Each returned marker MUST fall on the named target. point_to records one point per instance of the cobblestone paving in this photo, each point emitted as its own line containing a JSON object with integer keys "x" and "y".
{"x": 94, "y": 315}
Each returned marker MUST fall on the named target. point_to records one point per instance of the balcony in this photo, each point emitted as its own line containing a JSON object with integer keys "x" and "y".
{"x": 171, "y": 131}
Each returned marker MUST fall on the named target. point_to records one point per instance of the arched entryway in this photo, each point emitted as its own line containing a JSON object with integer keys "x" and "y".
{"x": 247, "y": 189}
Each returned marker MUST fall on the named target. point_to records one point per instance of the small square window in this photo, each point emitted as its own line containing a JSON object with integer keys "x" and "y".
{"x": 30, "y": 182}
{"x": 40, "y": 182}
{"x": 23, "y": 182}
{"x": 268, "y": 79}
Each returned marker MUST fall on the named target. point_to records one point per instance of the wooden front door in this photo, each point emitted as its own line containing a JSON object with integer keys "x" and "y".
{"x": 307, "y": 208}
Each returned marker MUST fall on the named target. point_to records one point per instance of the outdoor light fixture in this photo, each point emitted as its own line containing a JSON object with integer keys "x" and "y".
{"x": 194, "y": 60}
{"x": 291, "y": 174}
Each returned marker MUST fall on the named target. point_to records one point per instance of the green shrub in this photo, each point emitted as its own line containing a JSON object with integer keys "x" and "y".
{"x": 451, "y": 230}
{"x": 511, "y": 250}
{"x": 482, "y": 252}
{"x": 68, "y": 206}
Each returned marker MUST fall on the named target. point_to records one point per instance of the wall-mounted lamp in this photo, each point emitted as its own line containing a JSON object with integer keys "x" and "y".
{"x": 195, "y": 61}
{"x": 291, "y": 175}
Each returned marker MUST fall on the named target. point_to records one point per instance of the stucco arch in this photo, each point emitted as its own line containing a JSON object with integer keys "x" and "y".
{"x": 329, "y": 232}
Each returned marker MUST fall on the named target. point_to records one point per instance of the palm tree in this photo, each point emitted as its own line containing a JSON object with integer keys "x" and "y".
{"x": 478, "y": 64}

• • • •

Each record must be reproduced exactly. Keep every one.

Each returned marker MUST fall on the named target. point_to records one point per instance of the cobblestone paving in this photo, each point emitted as its own line containing a JSON object with integer keys "x" and "y".
{"x": 94, "y": 315}
Each returned marker MUST fall on the named target. point_to records one point per instance of the balcony in this photo, each point emitted as its own line containing a JSON object with integer keys "x" and "y".
{"x": 171, "y": 131}
Each returned marker MUST fall on the named target. point_to records one point per instance of the arched entryway in this photo, each point emitted as its own line containing a JSON object with integer keys "x" and "y".
{"x": 247, "y": 189}
Each returned marker MUST fall on the named target. point_to records one point per instance of the small square window in this photo, each point emitted as its own line containing a JSON object with integer keys "x" and "y".
{"x": 30, "y": 182}
{"x": 40, "y": 182}
{"x": 23, "y": 182}
{"x": 268, "y": 79}
Each returned marker MUST fall on the named target. point_to records one point per instance of the wooden front door in this photo, each point emitted as its own line containing a JSON object with integer keys "x" and "y".
{"x": 307, "y": 208}
Each returned marker MUST fall on the named target. point_to records one point per instance of the outdoor light fixture in this photo, each point emitted as its own line containing a JSON object with integer keys "x" and "y".
{"x": 194, "y": 60}
{"x": 291, "y": 174}
Each returned marker MUST fall on the named target. point_to records one point per instance of the green shrub in this photo, each point emitted as its own line containing a JSON object with integer keys "x" and "y".
{"x": 451, "y": 230}
{"x": 511, "y": 250}
{"x": 482, "y": 252}
{"x": 68, "y": 206}
Each returned marker MUST fall on the named target. point_to records one point per instance of the wall-mounted lamp in this photo, each point emitted as its own line containing a JSON object with integer keys "x" and "y".
{"x": 195, "y": 61}
{"x": 291, "y": 175}
Each returned marker MUST fall on the named target. point_to records one point per instance of the stucco arch in this photo, each point emitted as its own line containing a JSON object with integer keys "x" and "y".
{"x": 329, "y": 232}
Each returned marker MUST fall on the named target. point_to records one point per instance of the palm tree in this photo, each point emitted as its own line containing a JSON object with integer keys "x" and "y".
{"x": 478, "y": 64}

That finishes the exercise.